Tetralogi Buru ditulis Pramoedya Ananta Toer waktu masih mendekam di kamp kerja paksa tanpa proses hukum pengadilan di Pulau Buru. Tetralogi ini merupakan roman empat serial : Bumi Manusia, Anak Semua Bangsa, Jejak Langkah dan Rumah Kaca. Bumi Manusia merupakan buku pertama dari Tetralogi Buru yang ditulis Sastrawan Indonesia terkenal yaitu Pramoedya Ananta Toer.
Dalam novel Bumi Manusia, Pram nama panggilannya menceritakan seorang keturunan Jawa bernama Minke (baca:mingke) yang tercatat sebagai pelajar di H.B.S dimana pada jaman dulu pribumi tidak bisa sekolah sampai sejauh itu, apalagi di H.B.S sebuah sekolah yang kebanyakan siswanya dari kaum totok Belanda, hanya Minke satu-satunya Pribumi.
Bumi Manusia juga menceritakan bagaimana rumitnya kehidupan tokoh utama yaitu Minke dalam menghadapi berbagai masalahnya, tak lupa juga Pram menggambarkan bagaimana kehidupan seorang Pribumi yang tak mampu lepas dari bayang-bayang seorang Eropa.
Pram menggambarkan karakter Minke sebagai seorang yang cerdas, pandai menulis, berilmu pengetahuan, mampu membaca dan menulis bahasa Belanda dengan baik walaupun seorang Pribumi, berani melawan penindasan terhadap dirinya dan bangsanya. Latar waktu diambil pada abad ke-20 an dengan tempat sekitar Wonokromo dan Surabaya.

> TUGAS LATIHAN:
A – Ringkaslah teks tentang Bumi Manusia dalam dua kalimat.
B – Menurut teks tentang Bumi Manusia, di mana latar tempat novel itu?

> DATA YANG DIBERIKAN:

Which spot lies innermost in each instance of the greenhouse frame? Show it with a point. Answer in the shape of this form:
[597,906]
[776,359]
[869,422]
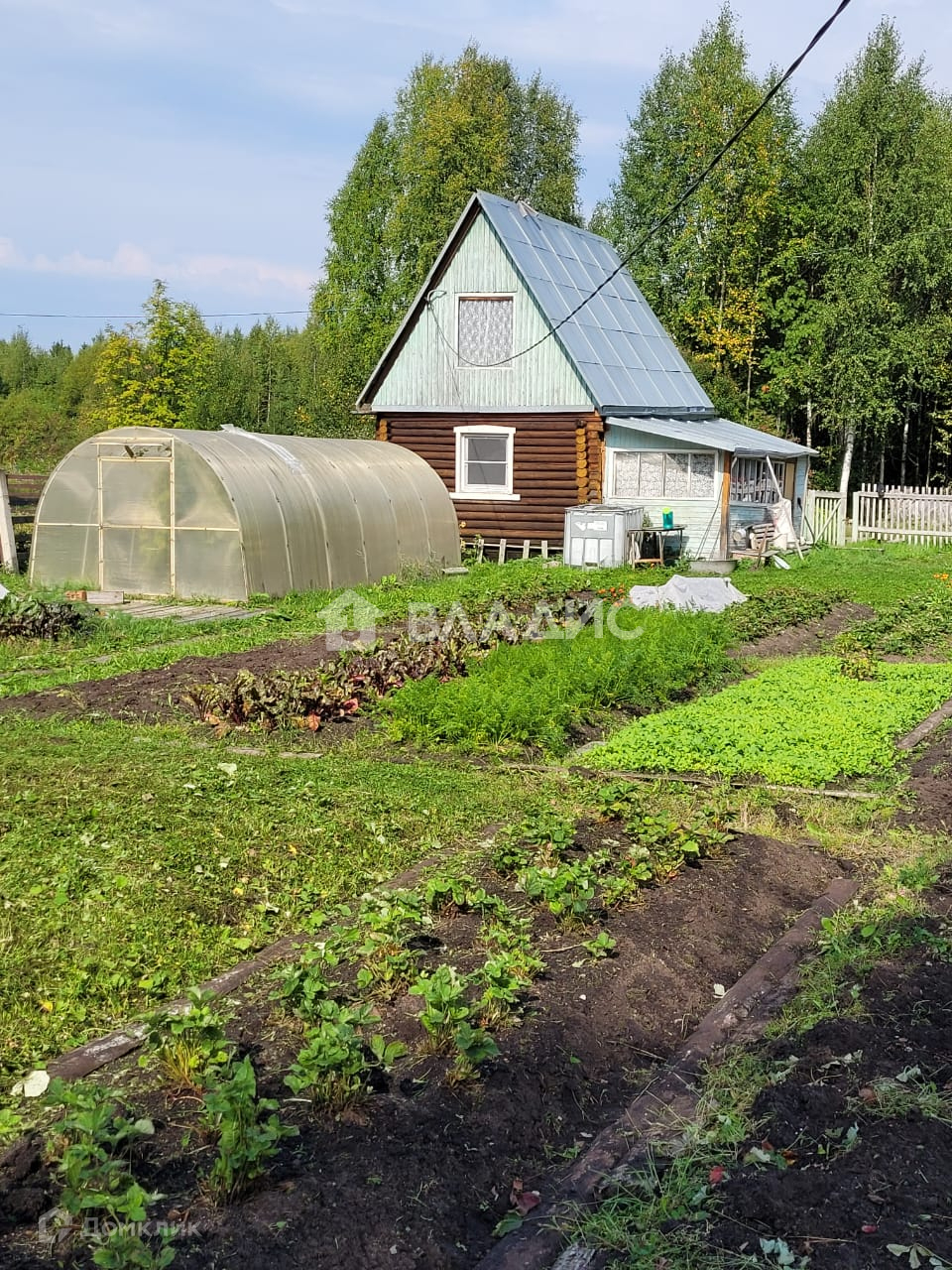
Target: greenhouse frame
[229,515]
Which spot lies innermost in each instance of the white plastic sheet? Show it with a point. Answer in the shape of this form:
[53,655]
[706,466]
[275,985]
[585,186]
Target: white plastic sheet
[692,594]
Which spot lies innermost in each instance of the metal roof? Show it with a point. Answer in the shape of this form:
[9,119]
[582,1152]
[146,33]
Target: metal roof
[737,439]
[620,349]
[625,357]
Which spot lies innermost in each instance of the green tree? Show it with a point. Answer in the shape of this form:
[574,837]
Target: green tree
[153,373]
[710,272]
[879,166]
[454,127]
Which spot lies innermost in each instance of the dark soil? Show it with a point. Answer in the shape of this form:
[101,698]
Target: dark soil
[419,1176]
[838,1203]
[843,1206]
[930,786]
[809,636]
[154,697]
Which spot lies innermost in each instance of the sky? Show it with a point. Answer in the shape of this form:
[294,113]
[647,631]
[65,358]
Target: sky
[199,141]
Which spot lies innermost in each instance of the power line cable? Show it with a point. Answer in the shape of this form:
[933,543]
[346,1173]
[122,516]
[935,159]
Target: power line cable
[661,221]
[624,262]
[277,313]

...

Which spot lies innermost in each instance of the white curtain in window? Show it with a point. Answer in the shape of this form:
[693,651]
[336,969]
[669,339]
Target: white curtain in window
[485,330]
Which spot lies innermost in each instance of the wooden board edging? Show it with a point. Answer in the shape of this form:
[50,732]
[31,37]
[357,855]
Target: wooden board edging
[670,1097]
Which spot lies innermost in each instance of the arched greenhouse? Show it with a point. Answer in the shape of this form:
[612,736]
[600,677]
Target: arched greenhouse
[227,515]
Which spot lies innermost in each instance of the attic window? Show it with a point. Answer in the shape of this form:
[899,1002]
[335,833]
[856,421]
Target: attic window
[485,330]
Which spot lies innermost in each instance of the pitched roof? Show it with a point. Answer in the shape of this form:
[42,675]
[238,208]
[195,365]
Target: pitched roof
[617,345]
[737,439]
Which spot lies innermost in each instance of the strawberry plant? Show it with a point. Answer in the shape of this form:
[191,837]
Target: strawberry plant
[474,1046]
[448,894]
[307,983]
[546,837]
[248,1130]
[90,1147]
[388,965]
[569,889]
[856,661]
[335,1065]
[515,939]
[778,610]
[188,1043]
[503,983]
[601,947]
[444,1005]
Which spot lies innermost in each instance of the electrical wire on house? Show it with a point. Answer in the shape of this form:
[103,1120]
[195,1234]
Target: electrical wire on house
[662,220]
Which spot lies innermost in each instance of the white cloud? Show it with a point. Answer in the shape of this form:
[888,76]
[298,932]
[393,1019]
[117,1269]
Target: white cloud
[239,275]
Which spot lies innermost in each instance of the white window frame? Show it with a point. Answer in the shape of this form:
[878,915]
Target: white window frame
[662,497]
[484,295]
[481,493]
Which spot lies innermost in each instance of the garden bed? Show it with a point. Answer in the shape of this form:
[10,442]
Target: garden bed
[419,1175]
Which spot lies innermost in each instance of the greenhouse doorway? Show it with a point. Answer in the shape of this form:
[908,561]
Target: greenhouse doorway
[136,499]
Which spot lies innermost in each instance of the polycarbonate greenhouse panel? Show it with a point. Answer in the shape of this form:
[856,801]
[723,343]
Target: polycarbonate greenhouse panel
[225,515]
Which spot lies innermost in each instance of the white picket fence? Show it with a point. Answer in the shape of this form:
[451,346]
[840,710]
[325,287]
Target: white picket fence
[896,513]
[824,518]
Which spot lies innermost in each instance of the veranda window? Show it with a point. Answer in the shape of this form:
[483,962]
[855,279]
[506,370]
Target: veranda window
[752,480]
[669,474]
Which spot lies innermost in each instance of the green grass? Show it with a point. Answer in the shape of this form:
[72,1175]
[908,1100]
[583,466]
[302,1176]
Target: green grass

> KUNCI JAWABAN:
A – Bumi Manusia adalah buku pertama Tetralogi Buru, yang ditulis Pramoedya Ananta Toer saat mendekam di kamp kerja paksa di Pulau Buru. Novel ini mengisahkan Minke, pelajar keturunan Jawa yang cerdas dan satu-satunya pribumi di H.B.S, dalam menghadapi berbagai masalahnya, dengan latar abad ke-20 di sekitar Wonokromo dan Surabaya.

B – Di sekitar Wonokromo dan Surabaya.